AUFGABENLISTE –
1 – Nenne alle Sätze der Rezension zu Steel Driver, die mit „Mit anderen Worten:“ beginnen. Die Überschrift zählt dazu.
2 – Fahre mit der Rezension zu Steel Driver nach ihrem letzten Satz fort.

ZU LESENDER AUSZUG –
Montag, 22. Februar 2010

+ Steel Driver

Mit anderen Worten: Abgerechnet wird zum Schluss

Mal wieder ein Eisenbahnspiel. Mal wieder? Irgendwie bin ja darauf abonniert, mag seit 1835 Eisenbahnspiele ganz besonders. CHICAGO EXPRESS (FP 87) hat sich ja bereits als gnadenloser Kracher erwiesen. Meine Mitspieler sind begeistert. Alle? Nein, eine Mitspielerin nicht, ganz und gar nicht. Wenigstens die anderen? Ihnen bleibt keine Wahl, das Spiel liegt vorbereitet auf dem Tisch, die Regeln sind zügig erklärt. Mit anderen Worten: Die Rezension muss gemacht werden, da muss das Spiel in den unterschiedlichen Zielgruppen auf den Tisch. Auch bei denen, denen Eisenbahnspielen ein Graus sind. Meine Donnerstagsspieler sind dafür ideal. In meiner Altherrenrunde, den Montagsspielern, ist dieser Wallace bereits gut angekommen. Ist ja eigentlich auch kein Wunder, spielt doch ein echter Eisenbahnveteran montags mit. Der Veteran kennt jede Schiene und verlässt sich nur auf sein Bauchgefühl. Das funktioniert … Mit anderen Worten: Kein anderer gewinnt solche Spiele so oft wie er. Ob er sie deshalb so gerne spielt? Oder gewinnt er nur deshalb oft, weil er Eisenbahnspiele so gerne spielt? Aber wir kümmern uns ja auch um all jene, denen der Charme von Eisenbahnspielen verschlossen bleibt. Mit anderen Worten: Die Donnerstagsspieler werden weich geklopft.

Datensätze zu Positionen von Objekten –
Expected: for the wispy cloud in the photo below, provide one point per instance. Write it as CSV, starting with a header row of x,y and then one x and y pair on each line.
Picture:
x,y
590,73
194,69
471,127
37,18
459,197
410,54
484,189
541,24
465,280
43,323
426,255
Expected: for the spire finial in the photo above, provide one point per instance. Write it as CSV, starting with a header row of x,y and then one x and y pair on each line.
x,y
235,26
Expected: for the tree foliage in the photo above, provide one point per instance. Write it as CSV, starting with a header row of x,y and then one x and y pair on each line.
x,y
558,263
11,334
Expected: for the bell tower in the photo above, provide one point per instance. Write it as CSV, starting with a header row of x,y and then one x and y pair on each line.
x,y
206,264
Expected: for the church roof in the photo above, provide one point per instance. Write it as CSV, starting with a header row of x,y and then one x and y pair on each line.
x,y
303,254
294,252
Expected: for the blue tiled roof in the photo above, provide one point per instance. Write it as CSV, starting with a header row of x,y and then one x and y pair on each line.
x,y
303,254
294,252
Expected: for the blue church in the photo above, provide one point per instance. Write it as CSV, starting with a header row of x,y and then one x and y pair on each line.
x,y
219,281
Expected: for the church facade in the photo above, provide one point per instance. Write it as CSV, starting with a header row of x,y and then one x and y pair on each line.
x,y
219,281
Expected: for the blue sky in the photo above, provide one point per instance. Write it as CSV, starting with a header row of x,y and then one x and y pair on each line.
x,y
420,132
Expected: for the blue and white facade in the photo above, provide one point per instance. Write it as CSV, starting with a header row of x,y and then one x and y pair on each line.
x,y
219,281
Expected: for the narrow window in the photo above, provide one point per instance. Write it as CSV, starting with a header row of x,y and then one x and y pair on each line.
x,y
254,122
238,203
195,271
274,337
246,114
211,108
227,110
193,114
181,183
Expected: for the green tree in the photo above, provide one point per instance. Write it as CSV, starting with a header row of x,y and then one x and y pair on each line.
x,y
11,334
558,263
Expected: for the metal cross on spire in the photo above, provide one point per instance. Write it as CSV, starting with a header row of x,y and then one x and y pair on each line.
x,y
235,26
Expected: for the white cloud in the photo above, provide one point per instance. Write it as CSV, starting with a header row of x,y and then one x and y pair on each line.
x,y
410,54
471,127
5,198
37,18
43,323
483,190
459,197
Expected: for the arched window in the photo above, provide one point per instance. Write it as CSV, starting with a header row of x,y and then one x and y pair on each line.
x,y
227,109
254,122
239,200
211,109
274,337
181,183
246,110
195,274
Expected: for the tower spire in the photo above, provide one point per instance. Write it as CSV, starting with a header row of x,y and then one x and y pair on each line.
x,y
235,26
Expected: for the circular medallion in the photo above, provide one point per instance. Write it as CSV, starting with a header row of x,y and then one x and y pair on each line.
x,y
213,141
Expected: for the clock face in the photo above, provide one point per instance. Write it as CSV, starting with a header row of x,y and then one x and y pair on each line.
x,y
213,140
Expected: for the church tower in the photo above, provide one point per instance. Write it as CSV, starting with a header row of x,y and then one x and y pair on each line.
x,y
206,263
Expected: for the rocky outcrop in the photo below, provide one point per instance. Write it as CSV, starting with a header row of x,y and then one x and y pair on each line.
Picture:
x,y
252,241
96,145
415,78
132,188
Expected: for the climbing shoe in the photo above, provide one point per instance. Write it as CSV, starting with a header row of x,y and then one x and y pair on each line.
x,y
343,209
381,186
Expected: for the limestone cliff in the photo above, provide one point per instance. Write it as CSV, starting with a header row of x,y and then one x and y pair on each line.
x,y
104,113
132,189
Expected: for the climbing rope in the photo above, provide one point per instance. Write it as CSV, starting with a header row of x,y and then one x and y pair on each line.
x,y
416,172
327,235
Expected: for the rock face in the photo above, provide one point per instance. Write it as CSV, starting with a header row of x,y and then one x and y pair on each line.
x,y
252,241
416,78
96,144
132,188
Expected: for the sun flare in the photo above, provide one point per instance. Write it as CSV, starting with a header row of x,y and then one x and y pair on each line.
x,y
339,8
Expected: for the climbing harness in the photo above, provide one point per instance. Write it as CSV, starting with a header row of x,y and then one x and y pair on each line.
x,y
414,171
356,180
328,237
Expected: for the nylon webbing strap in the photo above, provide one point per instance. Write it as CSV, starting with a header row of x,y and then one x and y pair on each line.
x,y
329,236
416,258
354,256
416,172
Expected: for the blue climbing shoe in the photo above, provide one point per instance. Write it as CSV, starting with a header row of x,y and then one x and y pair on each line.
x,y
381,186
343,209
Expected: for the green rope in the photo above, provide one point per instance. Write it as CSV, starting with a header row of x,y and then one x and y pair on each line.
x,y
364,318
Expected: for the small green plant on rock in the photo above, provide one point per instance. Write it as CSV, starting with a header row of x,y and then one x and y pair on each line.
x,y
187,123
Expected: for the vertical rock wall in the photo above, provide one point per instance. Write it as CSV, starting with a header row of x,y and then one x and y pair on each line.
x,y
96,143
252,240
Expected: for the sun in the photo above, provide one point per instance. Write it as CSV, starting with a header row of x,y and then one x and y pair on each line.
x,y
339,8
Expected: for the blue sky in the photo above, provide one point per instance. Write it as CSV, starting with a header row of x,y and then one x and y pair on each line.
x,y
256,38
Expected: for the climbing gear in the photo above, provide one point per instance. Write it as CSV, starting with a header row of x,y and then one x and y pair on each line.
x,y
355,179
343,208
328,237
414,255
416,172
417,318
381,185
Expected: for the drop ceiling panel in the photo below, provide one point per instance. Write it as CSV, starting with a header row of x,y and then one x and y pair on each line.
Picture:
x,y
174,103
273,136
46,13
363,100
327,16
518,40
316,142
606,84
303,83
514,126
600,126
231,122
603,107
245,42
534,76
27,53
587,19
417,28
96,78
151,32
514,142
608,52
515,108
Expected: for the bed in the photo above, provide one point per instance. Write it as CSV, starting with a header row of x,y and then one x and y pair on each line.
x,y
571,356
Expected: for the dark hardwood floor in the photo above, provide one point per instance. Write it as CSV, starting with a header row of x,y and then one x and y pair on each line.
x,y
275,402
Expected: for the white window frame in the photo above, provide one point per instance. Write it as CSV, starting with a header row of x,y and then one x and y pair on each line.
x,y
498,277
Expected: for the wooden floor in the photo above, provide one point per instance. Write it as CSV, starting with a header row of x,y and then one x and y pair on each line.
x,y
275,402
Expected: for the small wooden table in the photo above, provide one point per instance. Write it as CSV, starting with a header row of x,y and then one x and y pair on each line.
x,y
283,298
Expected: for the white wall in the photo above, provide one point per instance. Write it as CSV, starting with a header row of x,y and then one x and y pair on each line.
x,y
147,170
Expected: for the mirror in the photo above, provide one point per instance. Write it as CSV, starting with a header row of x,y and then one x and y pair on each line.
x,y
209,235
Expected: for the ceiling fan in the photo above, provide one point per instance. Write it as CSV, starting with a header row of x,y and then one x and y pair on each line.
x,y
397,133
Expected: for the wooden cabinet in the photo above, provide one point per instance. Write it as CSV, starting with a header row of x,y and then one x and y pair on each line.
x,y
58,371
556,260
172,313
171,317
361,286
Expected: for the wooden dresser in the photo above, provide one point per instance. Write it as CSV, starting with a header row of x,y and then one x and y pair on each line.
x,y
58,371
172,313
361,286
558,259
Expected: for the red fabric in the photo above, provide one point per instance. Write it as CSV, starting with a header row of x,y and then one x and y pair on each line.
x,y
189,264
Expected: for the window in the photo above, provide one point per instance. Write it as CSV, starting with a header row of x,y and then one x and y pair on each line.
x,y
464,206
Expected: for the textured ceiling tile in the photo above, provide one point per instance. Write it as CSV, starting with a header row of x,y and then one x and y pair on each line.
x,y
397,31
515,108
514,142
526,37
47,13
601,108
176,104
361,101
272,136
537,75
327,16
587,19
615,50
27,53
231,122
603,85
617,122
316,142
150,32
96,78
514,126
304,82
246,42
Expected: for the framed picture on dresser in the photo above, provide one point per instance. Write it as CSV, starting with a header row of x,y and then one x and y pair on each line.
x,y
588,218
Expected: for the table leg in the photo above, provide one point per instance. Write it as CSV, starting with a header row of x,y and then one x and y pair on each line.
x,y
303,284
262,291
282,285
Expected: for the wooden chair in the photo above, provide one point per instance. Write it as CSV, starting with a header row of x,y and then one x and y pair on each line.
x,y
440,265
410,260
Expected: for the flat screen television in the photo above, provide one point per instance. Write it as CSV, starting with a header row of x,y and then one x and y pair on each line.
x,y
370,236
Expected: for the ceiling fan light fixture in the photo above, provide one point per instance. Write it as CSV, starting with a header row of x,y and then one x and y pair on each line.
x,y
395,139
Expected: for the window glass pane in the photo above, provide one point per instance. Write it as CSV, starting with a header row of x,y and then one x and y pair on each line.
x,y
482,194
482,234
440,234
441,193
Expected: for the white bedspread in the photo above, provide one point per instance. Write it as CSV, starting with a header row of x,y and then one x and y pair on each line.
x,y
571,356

ANTWORTEN JE AUFGABE –
1 –
1. Mit anderen Worten: Abgerechnet wird zum Schluss
2. Mit anderen Worten: Die Rezension muss gemacht werden, da muss das Spiel in den unterschiedlichen Zielgruppen auf den Tisch.
3. Mit anderen Worten: Kein anderer gewinnt solche Spiele so oft wie er.
4. Mit anderen Worten: Die Donnerstagsspieler werden weich geklopft.

2 –
Geht ja auch schnell, das Erklären – nicht das Weichklopfen. Und außerdem spielt sich STEEL DRIVER nur über fünf Runden. Kann man aushalten, oder? Fünf Versteigerungsrunden, mehrere Baurunden und eine große Abrechnung am Ende, damit kann jeder leben. Aber wie so oft, die Tücke steckt im Detail. Hier ganz besonders - und in jeder Entscheidung. Versteigerungen sind nicht ohne. Wann wird welche Gesellschaft versteigert? Kommt die früher oder später als die anderen ans Streckenbauen? Und wer hat an welcher Gesellschaft allergrößtes Interesse? Ich versteigere gerne Aktien der Gesellschaften, von deren ich nur eine oder keine Aktie habe oder – tausend Mal besser - um die sich bereits Zwei streiten. Ist mir eine sichere Bank, den anderen Investititionssteine zu entlocken. Mit anderen Worten: Steine, die die anderen ausgeben, können nicht gegen mich verwandt werden. Ist doch logisch, oder? So kann man durchaus auf Schnäppchenjagd gehen und für drei, vier oder weniger Investitionssteine einen Aktienmarker bekommen. Viele Aktien einer Farbe sind hilfreich, um die Mehrheit in einer Gesellschaft zu erreichen. Aber Obacht: Tücke im Detail! Wenn nur wenige Investitionssteine in die Kasse der Gesellschaft fließen, können in dieser Runde nicht viele Strecken gebaut werden, kann meistens nur eine Stadt angeschlossen werden. Da muss man schon strategisch denken. Mit anderen Worten: Ein großes Streckennetz mit vielen angeschlossenen Städten steigert den Wert der Aktie für die Schlusswertung. Also wie verhalten? Was machen?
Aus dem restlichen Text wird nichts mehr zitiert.